## TEXTO DE LEITURA
------------------------------------------------------------

14.1.2 Qual o problema de um estudo ter dados perdidos?

  • Uma grande quantidade de dados perdidos pode comprometer a integridade científica do estudo, considerando-se que o tamanho da amostra foi estimado para observar um determinado tamanho de efeito mínimo.151

  • Perda de participantes no estudo por dados perdidos pode reduzir o poder estatístico (erro tipo II).151

  • Não existe solução globalmente satisfatória para o problema de dados perdidos.151


14.2 Mecanismos geradores de dados perdidos


14.2.1 Quais os mecanismos geradores de dados perdidos?

  • Dados perdidos completamente ao acaso (missing completely at random, MCAR), em que os dados perdidos estão distribuídos aleatoriamente nos dados da amostra.152,153


Representação gráfica de dados perdidos completamente ao acaso (MCAR) em um estudo randomizado controlado (RCT).

Figura 14.1: Representação gráfica de dados perdidos completamente ao acaso (MCAR) em um estudo randomizado controlado (RCT).


  • Dados perdidos ao acaso (missing at random, MAR), em que a probabilidade de ocorrência de dados perdidos é relacionada a outras variáveis medidas.152,153
Representação gráfica de dados perdidos ao acaso (MAR) em um estudo randomizado controlado (RCT).

Figura 14.2: Representação gráfica de dados perdidos ao acaso (MAR) em um estudo randomizado controlado (RCT).


  • Dados perdidos não ao acaso (missing not at random, MNAR), em que a probabilidade da ocorrência de dados perdidos é relacionada com a própria variável.152,153


Representação gráfica de dados perdidos não ao acaso (MNAR) em um estudo randomizado controlado (RCT).

Figura 14.3: Representação gráfica de dados perdidos não ao acaso (MNAR) em um estudo randomizado controlado (RCT).


14.2.2 Como identificar o mecanismo gerador de dados perdidos em um banco de dados?

  • Por definição, não é possível avaliar se os dados foram perdidos ao acaso (MAR) ou não (MNAR).152

  • Testes t e regressões logísticas podem ser aplicados para identificar relações entre variáveis com e sem dados perdidos, criando um fator de análise (‘dado perdido’ = 1, ‘dado observado’ = 0).152





14.3 Estratégias para lidar com dados perdidos


14.3.1 Que estratégias podem ser utilizadas na coleta de dados quando há expectativa de perda amostral?

------------------------------------------------------------

## TAREFA PROPOSTA
Cite os mecanismos geradores de dados perdidos que o texto sobre dados perdidos apresenta, indicando a sigla de cada um.

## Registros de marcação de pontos
------------------------------------------------------------

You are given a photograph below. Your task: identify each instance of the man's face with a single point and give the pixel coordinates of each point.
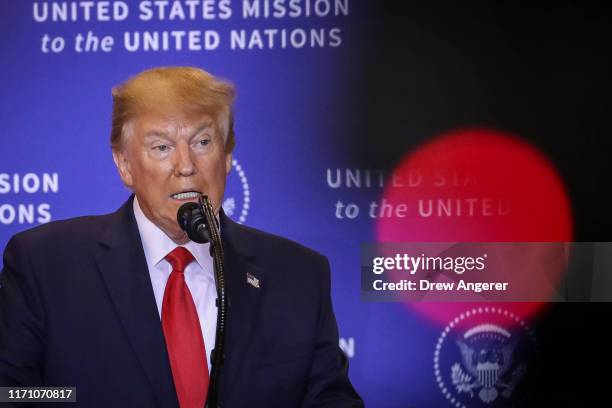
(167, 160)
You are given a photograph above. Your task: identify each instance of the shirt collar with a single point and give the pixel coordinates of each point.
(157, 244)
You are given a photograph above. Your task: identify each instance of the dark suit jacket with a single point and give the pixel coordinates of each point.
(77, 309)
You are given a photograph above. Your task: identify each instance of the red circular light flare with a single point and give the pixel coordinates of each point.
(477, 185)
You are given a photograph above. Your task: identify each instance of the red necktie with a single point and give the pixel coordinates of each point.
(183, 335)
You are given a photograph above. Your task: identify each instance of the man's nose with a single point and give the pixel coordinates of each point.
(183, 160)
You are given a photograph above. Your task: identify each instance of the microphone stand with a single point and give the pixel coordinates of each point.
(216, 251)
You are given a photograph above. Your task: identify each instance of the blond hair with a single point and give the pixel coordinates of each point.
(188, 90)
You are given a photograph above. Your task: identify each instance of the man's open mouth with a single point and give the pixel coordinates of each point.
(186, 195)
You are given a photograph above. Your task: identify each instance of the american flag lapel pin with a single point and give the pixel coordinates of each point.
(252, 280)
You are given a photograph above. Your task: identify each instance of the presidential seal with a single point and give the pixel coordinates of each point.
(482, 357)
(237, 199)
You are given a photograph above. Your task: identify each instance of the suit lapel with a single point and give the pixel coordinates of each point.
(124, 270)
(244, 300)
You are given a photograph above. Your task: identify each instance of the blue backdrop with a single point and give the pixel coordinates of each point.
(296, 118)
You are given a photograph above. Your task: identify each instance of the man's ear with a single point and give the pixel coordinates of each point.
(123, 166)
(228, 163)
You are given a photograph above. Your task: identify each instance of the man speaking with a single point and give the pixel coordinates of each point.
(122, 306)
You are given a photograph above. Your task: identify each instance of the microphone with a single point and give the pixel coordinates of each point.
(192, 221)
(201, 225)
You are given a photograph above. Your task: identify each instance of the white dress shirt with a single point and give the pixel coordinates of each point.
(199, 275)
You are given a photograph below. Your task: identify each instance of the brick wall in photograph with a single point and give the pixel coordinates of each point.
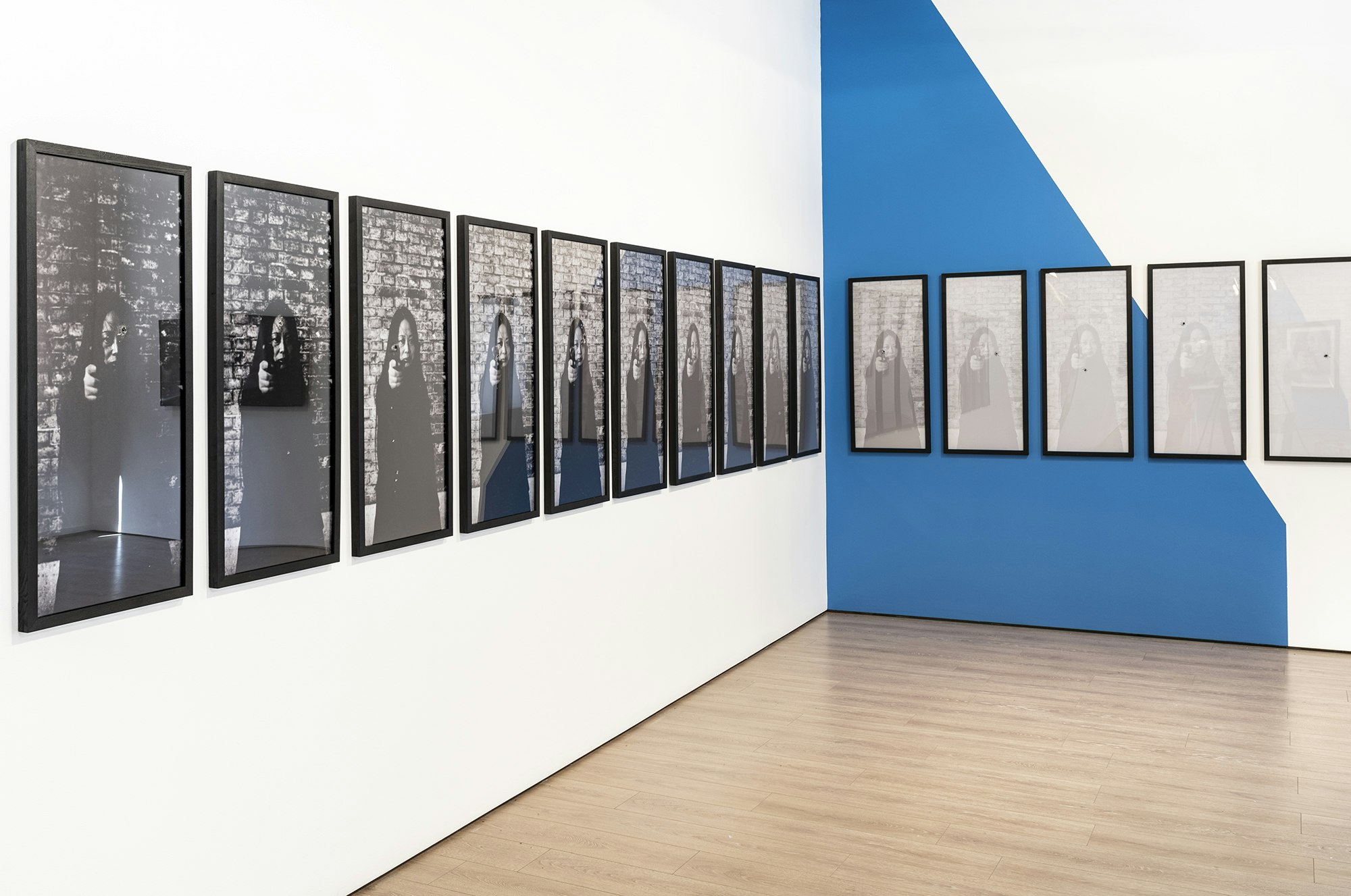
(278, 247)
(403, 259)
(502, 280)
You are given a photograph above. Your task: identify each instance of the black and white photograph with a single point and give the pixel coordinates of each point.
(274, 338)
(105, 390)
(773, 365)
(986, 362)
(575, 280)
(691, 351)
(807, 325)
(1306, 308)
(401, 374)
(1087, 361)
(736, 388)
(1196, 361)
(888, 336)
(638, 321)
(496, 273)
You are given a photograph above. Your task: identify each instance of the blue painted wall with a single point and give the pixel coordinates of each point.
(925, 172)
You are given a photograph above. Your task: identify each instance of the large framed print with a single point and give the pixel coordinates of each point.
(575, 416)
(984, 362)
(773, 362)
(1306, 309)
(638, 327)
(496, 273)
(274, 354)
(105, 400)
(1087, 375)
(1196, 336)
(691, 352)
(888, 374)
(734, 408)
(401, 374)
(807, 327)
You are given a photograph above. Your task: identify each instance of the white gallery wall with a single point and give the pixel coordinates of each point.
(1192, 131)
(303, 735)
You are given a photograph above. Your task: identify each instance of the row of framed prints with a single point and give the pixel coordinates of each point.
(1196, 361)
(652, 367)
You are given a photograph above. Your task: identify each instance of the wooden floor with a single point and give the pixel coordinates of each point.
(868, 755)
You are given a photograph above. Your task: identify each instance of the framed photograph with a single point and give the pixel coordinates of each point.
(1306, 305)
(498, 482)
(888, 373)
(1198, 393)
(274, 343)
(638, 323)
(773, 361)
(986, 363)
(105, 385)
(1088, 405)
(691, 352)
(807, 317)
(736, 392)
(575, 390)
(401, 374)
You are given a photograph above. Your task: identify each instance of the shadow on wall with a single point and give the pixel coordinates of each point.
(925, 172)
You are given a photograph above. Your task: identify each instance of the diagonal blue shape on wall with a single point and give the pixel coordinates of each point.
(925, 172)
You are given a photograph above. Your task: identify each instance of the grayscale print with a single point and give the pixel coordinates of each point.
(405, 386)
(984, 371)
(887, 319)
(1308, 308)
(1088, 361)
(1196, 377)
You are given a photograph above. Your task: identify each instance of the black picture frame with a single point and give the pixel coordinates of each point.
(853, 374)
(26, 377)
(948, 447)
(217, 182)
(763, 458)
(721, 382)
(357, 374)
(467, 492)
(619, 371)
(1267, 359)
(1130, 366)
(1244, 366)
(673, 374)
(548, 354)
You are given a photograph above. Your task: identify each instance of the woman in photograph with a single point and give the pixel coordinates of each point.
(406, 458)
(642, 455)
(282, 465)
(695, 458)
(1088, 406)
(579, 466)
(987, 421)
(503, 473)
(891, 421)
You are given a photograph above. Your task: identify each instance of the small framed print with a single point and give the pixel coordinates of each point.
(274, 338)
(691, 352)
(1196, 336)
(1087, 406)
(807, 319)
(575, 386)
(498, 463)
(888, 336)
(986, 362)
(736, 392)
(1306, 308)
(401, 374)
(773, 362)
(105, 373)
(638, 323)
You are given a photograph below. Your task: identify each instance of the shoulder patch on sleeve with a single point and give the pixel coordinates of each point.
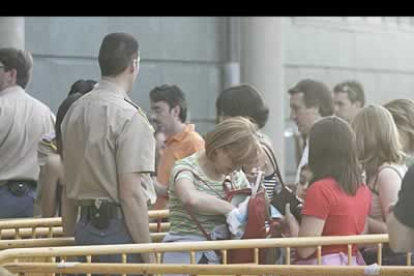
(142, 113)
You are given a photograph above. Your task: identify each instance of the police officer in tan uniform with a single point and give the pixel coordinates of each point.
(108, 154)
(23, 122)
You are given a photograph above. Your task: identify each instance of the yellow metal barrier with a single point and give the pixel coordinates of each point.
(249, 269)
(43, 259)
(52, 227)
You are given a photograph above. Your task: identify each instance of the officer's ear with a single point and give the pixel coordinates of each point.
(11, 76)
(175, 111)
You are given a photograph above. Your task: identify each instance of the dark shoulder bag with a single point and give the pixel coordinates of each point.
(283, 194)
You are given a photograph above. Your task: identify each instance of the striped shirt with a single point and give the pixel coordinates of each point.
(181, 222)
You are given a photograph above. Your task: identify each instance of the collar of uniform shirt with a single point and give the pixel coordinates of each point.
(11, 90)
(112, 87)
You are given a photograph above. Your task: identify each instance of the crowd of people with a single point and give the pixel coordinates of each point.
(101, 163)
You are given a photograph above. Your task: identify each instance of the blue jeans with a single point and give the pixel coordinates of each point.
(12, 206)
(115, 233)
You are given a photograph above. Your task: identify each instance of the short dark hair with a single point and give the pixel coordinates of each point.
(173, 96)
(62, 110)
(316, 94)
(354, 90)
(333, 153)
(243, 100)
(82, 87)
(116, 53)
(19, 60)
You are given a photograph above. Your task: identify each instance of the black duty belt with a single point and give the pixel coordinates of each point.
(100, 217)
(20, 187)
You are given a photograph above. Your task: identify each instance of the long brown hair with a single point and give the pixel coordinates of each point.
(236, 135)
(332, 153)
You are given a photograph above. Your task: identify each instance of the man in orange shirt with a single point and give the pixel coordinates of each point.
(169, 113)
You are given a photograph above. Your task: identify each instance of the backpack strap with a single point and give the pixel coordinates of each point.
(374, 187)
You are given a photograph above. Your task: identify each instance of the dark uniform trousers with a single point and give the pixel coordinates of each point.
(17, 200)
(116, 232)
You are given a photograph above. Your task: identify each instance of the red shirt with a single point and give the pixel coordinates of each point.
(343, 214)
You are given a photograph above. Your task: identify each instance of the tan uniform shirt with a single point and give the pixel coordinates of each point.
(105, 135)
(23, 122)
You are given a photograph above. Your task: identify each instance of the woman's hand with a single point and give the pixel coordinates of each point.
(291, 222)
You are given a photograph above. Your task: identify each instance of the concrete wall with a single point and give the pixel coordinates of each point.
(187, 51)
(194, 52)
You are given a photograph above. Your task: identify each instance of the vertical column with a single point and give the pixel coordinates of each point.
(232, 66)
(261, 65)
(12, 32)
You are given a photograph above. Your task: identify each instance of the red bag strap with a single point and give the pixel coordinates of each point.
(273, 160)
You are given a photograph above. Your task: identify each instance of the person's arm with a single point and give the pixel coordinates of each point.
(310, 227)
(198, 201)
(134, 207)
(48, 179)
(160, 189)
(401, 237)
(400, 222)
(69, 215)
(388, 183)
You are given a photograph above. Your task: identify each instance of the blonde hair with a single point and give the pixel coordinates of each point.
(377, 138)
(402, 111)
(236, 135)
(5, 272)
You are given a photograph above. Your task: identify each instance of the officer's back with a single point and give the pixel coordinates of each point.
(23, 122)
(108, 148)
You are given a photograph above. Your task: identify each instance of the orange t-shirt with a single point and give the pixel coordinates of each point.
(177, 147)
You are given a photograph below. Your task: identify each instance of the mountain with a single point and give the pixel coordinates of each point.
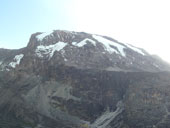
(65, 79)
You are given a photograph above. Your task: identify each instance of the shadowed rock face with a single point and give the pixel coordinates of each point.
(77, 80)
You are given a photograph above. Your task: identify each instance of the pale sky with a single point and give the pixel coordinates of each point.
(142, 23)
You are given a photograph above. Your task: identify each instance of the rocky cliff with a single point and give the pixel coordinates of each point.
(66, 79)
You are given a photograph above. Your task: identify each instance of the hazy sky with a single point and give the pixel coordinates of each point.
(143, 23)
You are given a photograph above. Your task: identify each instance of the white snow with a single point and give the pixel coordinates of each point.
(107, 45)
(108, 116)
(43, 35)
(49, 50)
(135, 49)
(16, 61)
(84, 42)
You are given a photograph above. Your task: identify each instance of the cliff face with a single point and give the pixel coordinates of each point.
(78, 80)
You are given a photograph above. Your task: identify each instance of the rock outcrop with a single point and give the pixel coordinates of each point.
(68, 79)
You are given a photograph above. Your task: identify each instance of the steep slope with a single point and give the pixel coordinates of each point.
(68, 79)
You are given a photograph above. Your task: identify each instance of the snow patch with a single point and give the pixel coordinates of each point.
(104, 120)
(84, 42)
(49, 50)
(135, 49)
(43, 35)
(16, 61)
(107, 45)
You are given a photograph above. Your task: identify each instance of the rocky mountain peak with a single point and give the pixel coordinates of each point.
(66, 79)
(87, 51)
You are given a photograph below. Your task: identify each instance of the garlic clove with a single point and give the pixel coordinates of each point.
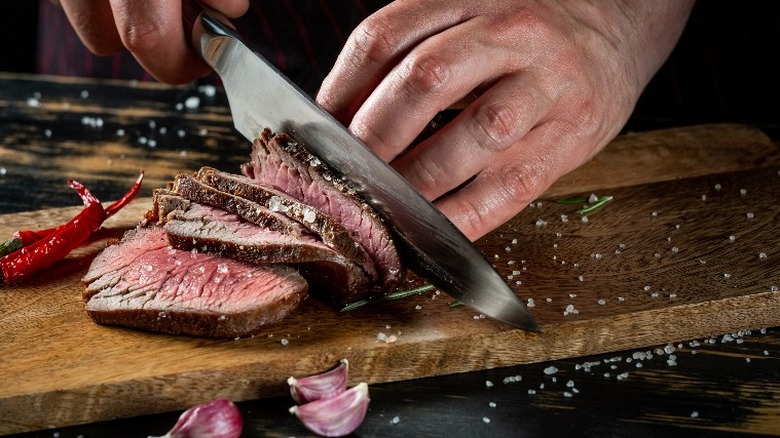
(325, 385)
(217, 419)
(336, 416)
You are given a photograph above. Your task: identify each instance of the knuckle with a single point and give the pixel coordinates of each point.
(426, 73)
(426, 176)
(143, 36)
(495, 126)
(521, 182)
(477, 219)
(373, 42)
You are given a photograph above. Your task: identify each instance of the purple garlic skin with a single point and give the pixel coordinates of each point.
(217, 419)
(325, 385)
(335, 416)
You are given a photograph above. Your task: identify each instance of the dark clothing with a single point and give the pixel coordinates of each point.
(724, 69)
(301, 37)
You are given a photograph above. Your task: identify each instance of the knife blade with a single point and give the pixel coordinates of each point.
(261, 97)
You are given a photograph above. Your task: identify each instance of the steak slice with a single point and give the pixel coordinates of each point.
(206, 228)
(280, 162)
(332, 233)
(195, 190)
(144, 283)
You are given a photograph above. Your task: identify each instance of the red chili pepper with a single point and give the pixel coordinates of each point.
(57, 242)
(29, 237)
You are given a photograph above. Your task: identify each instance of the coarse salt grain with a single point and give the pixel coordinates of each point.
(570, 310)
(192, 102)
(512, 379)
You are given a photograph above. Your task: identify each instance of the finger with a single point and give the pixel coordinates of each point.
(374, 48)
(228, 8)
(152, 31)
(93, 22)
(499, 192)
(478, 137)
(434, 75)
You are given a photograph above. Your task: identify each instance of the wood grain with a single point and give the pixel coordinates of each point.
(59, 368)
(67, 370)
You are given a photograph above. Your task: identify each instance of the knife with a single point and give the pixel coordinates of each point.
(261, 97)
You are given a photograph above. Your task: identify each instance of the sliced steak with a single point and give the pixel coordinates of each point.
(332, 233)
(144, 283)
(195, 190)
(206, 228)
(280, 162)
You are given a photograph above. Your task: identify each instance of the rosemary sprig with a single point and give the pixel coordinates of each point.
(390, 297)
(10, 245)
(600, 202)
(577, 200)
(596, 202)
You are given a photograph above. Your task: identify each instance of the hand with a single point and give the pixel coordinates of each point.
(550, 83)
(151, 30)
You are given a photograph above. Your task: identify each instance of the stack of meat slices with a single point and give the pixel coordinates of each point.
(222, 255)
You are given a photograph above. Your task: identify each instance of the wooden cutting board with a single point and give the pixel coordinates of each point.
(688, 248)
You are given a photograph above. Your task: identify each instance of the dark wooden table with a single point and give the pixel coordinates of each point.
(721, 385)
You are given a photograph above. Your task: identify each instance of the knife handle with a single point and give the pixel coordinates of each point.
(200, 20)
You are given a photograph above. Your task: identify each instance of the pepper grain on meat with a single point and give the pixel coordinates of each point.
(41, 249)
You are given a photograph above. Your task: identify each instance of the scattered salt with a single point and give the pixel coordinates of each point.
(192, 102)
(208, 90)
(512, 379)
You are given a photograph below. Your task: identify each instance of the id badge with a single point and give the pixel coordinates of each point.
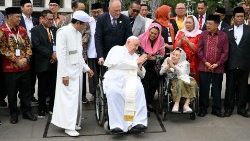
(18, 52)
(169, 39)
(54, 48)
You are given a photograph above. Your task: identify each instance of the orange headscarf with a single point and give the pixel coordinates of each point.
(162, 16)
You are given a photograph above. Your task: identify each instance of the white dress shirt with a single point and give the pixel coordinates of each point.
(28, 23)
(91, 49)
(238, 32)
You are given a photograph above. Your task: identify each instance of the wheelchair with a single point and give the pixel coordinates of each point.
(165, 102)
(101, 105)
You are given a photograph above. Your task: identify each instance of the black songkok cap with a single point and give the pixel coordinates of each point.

------------------------------------------------------------

## RESPOSTA
- Dados perdidos completamente ao acaso (MCAR)
- Dados perdidos ao acaso (MAR)
- Dados perdidos não ao acaso (MNAR)